* [TRECHO]:
►

Ou seja, alguns erros são aceitos (comuns) outros menos aceitos (menos comuns). 
Erro aceito (comum): 
Quando eu te *ver* amanhã, eu te dou o dinheiro.  ( ->... te *vir*...) ; 
Ai se eu *te* pego, assim *você* me mata (-> te /você) ; 
Ai se eu *vos* pego, assim *vocês* me matam (-> vos / vocês) (Portugal).

Erro admissível mas rejeitado pela gramática (encontrado entre nativos): 
Nós quer (Brasil)
A gente queremos (Portugal)


Erro inadmissível (não encontrado entre nativos): 
*Quando eu te *vor*, eu vou te dar o dinheiro; 
*Ai se eu *et* pego, assim *você* me mata; 
*Ai se eu *sov* pego, assim *vocês* me matam (Portugal).

Então, é uma questão de ser ou não ser comum...


----------



## Rhetorica

Denis555 said:


> *Erro admissível* mas rejeitado pela gramática (encontrado entre nativos):
> Nós quer (Brasil)
> A gente queremos (Portugal)



Mas o que quer dizer com "admissível"? Esses erros são "admissíveis" por quem, em relação a quem?


----------



## Denis555

Rhetorica said:


> Mas o que quer dizer com "admissível"? Esses erros são "admissíveis" por quem, em relação a quem?



*Admissível* no sentido de *plausível, possível, razoável, factível, justificável *de um ponto de vista _linguístico_, não _normativo_.


----------



## celso8

Denis555 said:


> *Admissível* no sentido de *plausível, possível, razoável, factível, justificável *de um ponto de vista _linguístico_, não _normativo_.




Não há como negar que há pessoas que usam essa e outras variações. Não nesse forum, creio eu, uma vez que seu uso  indica baixa escolaridade ou falta de exposição aos meios de comunicação. Ninguém se gaba de usar essas variações. Para um estudante de Português como língua estrangeira , basta saber que essas variações existem e cumprem a função comunicativa. Creio que devemos incentivar o uso da forma padrão.


----------



## gvergara

celso8 said:


> Não há como negar que há pessoas que usam essa e outras variações. Não nesse forum, creio eu, uma vez que seu uso  indica baixa escolaridade ou falta de exposição aos meios de comunicação. Ninguém se gaba de usar essas variações. Para um estudante de Português como língua estrangeira , basta saber que essas variações existem e cumprem a função comunicativa. Creio que devemos incentivar o uso da forma padrão.

◄

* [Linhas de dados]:
►

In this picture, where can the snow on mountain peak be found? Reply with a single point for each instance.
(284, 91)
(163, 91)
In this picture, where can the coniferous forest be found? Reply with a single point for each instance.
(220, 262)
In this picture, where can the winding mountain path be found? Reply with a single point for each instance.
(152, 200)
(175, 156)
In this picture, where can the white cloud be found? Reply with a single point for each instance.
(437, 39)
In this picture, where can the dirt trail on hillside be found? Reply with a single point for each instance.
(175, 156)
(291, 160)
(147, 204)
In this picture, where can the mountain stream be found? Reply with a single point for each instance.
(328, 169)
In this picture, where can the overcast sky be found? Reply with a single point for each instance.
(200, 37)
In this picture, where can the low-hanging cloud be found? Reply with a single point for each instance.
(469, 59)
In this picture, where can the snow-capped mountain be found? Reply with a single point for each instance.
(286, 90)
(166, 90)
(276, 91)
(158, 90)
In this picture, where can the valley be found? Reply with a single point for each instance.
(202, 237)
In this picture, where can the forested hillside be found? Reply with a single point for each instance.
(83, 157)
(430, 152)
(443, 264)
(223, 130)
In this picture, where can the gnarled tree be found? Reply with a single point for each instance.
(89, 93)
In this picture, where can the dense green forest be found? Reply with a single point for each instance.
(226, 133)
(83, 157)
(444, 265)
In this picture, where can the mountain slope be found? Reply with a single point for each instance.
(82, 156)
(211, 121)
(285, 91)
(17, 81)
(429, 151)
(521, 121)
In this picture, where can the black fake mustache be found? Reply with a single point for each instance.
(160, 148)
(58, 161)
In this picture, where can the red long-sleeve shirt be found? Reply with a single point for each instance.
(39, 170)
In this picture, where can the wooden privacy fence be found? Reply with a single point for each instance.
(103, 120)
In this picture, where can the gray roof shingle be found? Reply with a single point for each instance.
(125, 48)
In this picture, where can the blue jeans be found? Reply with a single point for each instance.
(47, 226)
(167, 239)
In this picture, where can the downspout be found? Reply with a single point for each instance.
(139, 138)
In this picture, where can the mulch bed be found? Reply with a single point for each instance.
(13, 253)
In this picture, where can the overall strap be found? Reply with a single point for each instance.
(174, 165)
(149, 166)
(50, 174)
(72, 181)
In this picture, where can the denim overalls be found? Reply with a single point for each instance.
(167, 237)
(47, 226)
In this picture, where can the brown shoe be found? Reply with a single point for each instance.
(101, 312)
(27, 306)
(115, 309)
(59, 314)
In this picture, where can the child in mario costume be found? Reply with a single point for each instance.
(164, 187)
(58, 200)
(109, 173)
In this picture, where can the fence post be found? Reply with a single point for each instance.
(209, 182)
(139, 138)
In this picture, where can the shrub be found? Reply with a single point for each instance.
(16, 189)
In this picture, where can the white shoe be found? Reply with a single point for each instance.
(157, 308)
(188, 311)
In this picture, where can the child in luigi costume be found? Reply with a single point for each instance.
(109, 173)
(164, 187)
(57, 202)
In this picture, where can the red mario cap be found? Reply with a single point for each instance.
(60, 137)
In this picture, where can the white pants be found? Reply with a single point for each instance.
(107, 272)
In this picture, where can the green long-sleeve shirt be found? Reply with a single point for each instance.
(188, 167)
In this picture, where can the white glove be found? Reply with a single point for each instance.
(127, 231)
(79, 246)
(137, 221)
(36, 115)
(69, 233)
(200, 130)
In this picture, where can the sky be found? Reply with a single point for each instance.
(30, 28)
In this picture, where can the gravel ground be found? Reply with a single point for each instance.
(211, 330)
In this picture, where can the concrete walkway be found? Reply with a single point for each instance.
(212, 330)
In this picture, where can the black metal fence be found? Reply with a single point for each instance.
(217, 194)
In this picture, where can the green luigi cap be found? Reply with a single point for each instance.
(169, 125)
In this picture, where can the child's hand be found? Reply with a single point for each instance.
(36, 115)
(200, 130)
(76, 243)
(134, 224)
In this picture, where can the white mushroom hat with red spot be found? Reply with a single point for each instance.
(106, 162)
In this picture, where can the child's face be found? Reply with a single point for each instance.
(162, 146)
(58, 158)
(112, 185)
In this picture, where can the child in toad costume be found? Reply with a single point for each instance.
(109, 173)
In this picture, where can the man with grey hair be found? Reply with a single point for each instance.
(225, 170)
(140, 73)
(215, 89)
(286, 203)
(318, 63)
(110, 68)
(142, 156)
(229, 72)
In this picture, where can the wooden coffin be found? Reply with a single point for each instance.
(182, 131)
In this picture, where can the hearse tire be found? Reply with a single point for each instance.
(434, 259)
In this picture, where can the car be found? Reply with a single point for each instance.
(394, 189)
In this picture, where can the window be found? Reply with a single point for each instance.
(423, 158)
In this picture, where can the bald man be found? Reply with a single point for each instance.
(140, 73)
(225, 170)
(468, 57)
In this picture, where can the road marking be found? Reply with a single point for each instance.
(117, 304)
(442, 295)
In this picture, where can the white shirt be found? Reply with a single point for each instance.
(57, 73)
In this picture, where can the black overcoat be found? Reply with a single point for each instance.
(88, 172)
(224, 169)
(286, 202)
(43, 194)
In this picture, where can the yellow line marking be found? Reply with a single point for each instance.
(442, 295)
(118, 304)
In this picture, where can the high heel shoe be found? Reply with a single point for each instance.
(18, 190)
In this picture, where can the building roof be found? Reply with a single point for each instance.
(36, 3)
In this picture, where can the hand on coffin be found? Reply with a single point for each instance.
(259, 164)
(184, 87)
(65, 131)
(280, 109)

◄

* [COMPLETE O SEGUINTE]:
1. Repita sem alterações a passagem do trecho que começa em "Erro inadmissível (não" e termina em "não ser comum...".
2. Conte as linhas da listagem que contêm a palavra "wooden", diferenciando maiúsculas de minúsculas, e informe somente o número.
O trecho e a listagem não têm nenhuma relação entre si.

* [RESPOSTAS EM ORDEM]:
1.
Erro inadmissível (não encontrado entre nativos): 
*Quando eu te *vor*, eu vou te dar o dinheiro; 
*Ai se eu *et* pego, assim *você* me mata; 
*Ai se eu *sov* pego, assim *vocês* me matam (Portugal).

Então, é uma questão de ser ou não ser comum...

2. 2